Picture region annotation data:
------------------------

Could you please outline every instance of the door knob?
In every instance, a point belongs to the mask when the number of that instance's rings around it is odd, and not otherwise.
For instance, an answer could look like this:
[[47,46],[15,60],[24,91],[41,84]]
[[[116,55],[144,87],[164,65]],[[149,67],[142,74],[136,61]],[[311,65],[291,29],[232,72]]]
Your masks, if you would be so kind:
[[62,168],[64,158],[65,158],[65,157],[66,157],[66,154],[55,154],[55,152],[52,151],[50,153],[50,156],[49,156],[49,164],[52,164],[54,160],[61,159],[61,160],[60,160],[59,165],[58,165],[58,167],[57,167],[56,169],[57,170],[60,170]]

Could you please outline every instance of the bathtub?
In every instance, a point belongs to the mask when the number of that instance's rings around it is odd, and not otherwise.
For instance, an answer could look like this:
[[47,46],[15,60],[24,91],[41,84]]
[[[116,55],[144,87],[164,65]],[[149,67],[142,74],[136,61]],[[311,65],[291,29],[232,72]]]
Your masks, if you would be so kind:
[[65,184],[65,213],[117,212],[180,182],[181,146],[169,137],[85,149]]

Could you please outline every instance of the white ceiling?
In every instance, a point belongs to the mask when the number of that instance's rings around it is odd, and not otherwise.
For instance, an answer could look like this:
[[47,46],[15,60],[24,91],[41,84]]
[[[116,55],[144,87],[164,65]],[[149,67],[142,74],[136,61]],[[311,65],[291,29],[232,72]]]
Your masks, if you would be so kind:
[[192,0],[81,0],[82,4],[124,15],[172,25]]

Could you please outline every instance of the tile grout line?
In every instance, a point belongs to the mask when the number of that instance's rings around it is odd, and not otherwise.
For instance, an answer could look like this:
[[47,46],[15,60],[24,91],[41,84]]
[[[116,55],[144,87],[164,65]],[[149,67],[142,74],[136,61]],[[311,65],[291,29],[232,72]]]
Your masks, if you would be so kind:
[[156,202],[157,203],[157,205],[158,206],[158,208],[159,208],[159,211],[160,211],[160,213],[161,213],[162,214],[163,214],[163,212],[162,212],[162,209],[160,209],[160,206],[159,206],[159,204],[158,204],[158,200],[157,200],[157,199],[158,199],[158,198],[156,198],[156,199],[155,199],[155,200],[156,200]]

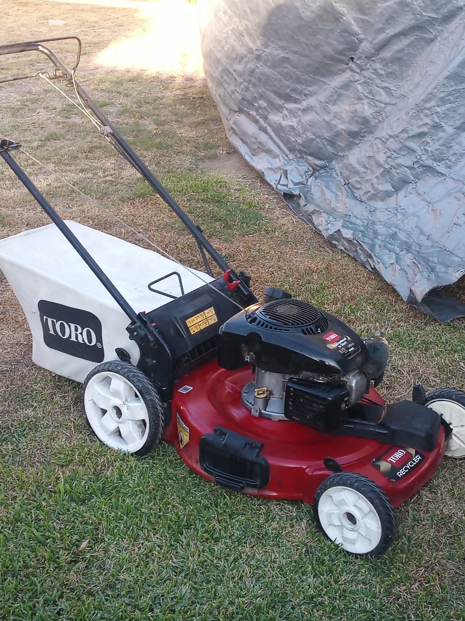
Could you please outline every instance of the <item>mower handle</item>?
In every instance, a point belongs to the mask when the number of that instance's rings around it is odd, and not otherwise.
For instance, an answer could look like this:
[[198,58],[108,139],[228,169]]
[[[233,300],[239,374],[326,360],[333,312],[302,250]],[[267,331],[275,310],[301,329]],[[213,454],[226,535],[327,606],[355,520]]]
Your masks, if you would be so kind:
[[[78,54],[76,55],[76,62],[73,69],[68,72],[66,68],[60,61],[60,58],[56,56],[49,48],[42,43],[48,43],[50,41],[66,41],[69,39],[74,39],[78,42]],[[79,37],[70,35],[69,37],[53,37],[51,39],[38,39],[37,41],[24,41],[20,43],[9,43],[4,45],[0,46],[0,56],[6,56],[7,54],[18,54],[22,52],[38,52],[44,54],[48,60],[55,65],[56,69],[53,72],[55,78],[69,78],[71,75],[78,68],[81,60],[81,50],[82,44]],[[57,73],[58,72],[58,73]],[[0,84],[6,82],[16,82],[19,79],[25,79],[27,78],[35,78],[37,73],[25,76],[18,76],[16,78],[6,78],[0,79]]]

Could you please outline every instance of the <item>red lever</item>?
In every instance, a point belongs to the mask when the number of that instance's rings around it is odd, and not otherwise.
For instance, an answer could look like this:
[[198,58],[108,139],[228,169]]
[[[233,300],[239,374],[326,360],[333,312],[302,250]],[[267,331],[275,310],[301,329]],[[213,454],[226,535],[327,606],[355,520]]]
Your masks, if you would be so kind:
[[229,276],[231,276],[231,273],[232,271],[232,270],[226,270],[223,274],[223,279],[228,285],[228,288],[230,291],[232,291],[233,289],[236,289],[238,284],[241,284],[240,280],[233,280],[232,283],[229,282]]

------------------------

**Instructions to follow**
Write out every line of the data above verbatim, leaving out the pictures.

**Solution for this exercise**
Could you please outline every instance of the door knob?
In every instance, a point belongs to the mask when the number of that instance's rings around it is odd, and not otherwise.
For instance, an answer could look like this:
[[47,46],[15,60],[24,91],[41,84]]
[[[116,55],[144,87],[164,65]],[[149,67],[142,74],[136,61]],[[311,65],[291,29],[232,72]]]
Your masks, if you would be so kind:
[[62,168],[64,158],[65,158],[65,157],[66,157],[66,154],[55,154],[55,152],[52,151],[50,153],[50,156],[49,156],[49,164],[52,164],[54,160],[61,159],[61,160],[60,160],[59,165],[58,165],[58,167],[57,167],[56,169],[57,170],[60,170]]

Could you please outline every instance of the bathtub?
In every instance, a point belongs to the mask when the number of that instance's rings around it is odd, and not otherwise.
For instance, an answer could look like this:
[[47,46],[15,60],[24,91],[41,84]]
[[[116,55],[144,87],[164,65]],[[149,67],[142,74],[136,61]],[[311,65],[291,29],[232,72]]]
Your masks, if you would be so kind:
[[65,184],[65,213],[117,212],[180,182],[181,146],[169,137],[85,149]]

Could you please outline every instance of the white ceiling?
In every instance, a point belongs to the mask when the number of that instance's rings around it is odd, and not otherwise.
For instance, an answer could look like this:
[[47,46],[15,60],[24,91],[41,84]]
[[[116,55],[144,87],[164,65]],[[149,67],[142,74],[136,61]],[[311,65],[291,29],[232,72]]]
Your masks, if you would be so kind:
[[192,0],[81,0],[82,4],[124,15],[172,25]]

Could you please outline every instance of the tile grout line?
In every instance, a point belongs to the mask when the number of that instance's rings around it is odd, and not otherwise.
For instance, an answer could look like this:
[[47,46],[15,60],[24,91],[41,84]]
[[[116,55],[144,87],[164,65]],[[149,67],[142,74],[136,61]],[[311,65],[291,29],[232,72]]]
Your masks, if you would be so kind:
[[156,202],[157,203],[157,205],[158,206],[158,208],[159,208],[159,211],[160,211],[160,213],[161,213],[162,214],[163,214],[163,212],[162,212],[162,209],[160,209],[160,206],[159,206],[159,204],[158,204],[158,200],[157,200],[157,199],[158,199],[158,198],[156,198],[156,199],[155,199],[155,200],[156,200]]

Could you please outline every instance of the <item>mower handle</item>?
In every instance, a point belongs to the mask when the number of that instance's rings around it is odd, and not otherwise.
For instance, an answer could look like this:
[[198,58],[108,139],[228,169]]
[[[233,300],[239,374],[326,360],[333,312],[302,250]],[[267,331],[275,310],[301,329]],[[213,454],[226,535],[327,606],[355,520]]]
Your masks, if you would be so kind:
[[[78,54],[76,55],[76,62],[73,69],[68,72],[66,68],[60,61],[60,58],[56,56],[49,48],[42,43],[48,43],[50,41],[66,41],[69,39],[74,39],[78,42]],[[79,37],[70,35],[69,37],[53,37],[51,39],[38,39],[37,41],[24,41],[20,43],[9,43],[4,45],[0,46],[0,56],[6,56],[7,54],[18,54],[22,52],[38,52],[44,54],[48,60],[55,65],[56,69],[53,72],[55,78],[69,78],[71,75],[78,68],[81,60],[81,50],[82,44]],[[57,73],[58,72],[58,73]],[[0,84],[6,82],[16,82],[19,79],[25,79],[27,78],[35,78],[37,73],[25,76],[18,76],[16,78],[6,78],[0,79]]]

Could you please outline every instance of the <item>red lever</item>?
In every instance, a point belongs to the mask when the number of that instance's rings around it is odd, and not otherwise.
For instance, an answer could look like this:
[[198,58],[108,139],[228,169]]
[[[233,300],[239,374],[326,360],[333,312],[302,250]],[[267,331],[275,310],[301,329]],[[213,454],[226,535],[327,606],[355,520]]]
Your masks, if you would be so kind:
[[229,276],[231,276],[231,273],[232,271],[232,270],[226,270],[223,274],[223,279],[228,285],[228,288],[230,291],[232,291],[233,289],[236,289],[238,284],[241,284],[240,280],[233,280],[232,283],[229,282]]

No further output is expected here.